[start of RAW DATA]

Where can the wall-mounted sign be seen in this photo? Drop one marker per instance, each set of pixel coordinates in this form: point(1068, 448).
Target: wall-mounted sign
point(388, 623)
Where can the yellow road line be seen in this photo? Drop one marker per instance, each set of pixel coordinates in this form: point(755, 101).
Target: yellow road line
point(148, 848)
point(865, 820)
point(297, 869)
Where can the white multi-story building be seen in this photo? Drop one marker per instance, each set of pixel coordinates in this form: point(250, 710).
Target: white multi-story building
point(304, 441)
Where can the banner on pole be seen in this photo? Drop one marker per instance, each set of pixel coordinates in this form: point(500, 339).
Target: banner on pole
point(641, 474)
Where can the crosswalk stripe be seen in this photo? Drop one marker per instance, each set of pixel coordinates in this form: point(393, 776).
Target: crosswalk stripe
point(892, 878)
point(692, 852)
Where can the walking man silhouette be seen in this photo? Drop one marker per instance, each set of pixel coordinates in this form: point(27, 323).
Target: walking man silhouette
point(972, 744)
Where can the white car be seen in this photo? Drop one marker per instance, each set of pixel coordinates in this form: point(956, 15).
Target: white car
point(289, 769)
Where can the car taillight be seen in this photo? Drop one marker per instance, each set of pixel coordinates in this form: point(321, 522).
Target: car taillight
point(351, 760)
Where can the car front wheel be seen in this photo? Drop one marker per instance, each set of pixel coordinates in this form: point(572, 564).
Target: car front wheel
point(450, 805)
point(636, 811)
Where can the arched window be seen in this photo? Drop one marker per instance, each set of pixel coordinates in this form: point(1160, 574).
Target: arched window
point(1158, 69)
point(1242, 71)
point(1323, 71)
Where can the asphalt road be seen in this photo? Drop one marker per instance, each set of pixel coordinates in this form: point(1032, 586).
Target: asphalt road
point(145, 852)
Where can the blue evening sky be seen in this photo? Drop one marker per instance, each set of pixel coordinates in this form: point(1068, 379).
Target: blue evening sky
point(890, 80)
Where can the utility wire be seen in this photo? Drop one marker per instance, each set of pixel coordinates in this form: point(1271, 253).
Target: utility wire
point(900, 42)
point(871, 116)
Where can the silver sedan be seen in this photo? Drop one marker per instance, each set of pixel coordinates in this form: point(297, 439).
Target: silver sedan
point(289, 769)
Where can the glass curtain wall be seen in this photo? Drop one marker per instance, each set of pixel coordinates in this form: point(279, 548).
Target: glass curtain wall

[end of RAW DATA]

### YOUR GOAL:
Reproduce the listing above, substituting "Place one marker per instance" for each occurrence of "Drop one marker per instance" and leaving everything else unchanged.

### REPLY TO THE TASK:
Where can the wall-mounted sign be seen in this photo? Place one marker per instance, each set of pixel coordinates in this form: point(1068, 448).
Target: wall-mounted sign
point(388, 623)
Where can the yellow road line be seen in this photo? Place one marker per instance, each set of pixel coordinates in this form: point(755, 101).
Target: yellow road line
point(148, 848)
point(865, 820)
point(297, 869)
Where can the white multi-story building be seen in this photo? Place one marker per instance, each set of pixel coordinates in this form: point(250, 710).
Target: white multi-story building
point(304, 441)
Where can the banner on pole be seen in this photo? Place one marker per instance, each set of pixel coordinates in this form: point(500, 339).
Target: banner on pole
point(641, 474)
Where can the crosswalk stripe be seen in this photo? Place one marker per instance, each set of pixel coordinates in this form: point(393, 776).
Target: crosswalk stripe
point(892, 878)
point(692, 852)
Where can the walking man silhouette be seen in this photo? Place one marker per instance, each set of pixel coordinates in this form: point(27, 323).
Target: walking man silhouette
point(972, 744)
Where can the white car be seen in this photo? Place one marker per instance, each set of pixel coordinates in this form: point(956, 15).
Target: white car
point(289, 769)
Where can the car taillight be seen in this photo? Place one marker per instance, each set of pixel coordinates in this form: point(321, 522).
Target: car taillight
point(351, 760)
Where can the car front wheel be seen in this photo? Place one marker per instance, each set of pixel coordinates in this form: point(572, 564).
Target: car front wheel
point(450, 805)
point(636, 811)
Where can the arched window be seen in this photo? Place one marker per instance, each set of pixel coordinates in this form: point(1160, 574).
Target: arched window
point(1158, 69)
point(1242, 71)
point(1323, 71)
Where can the asphalt road be seen in this photo? Place one marker per instance, each set of pixel coordinates in this form: point(1032, 586).
Target: asphalt road
point(145, 852)
Where can the blue evening sky be seen in this photo? Place one marker per instance, each set of pixel coordinates in this form: point(1068, 379).
Target: blue evening sky
point(890, 80)
Where can the utility wire be seen in this photo? Place one marker per instance, each set of pixel coordinates in this form: point(1271, 253).
Target: utility wire
point(900, 42)
point(871, 116)
Where can the silver sedan be seen in this photo? Place one marker per instance, each set of pixel coordinates in this form: point(297, 439).
Target: silver sedan
point(289, 769)
Where can the glass curtain wall be seen in this photo? Place one marker per instance, each set of pixel coordinates in this form: point(279, 548).
Target: glass curtain wall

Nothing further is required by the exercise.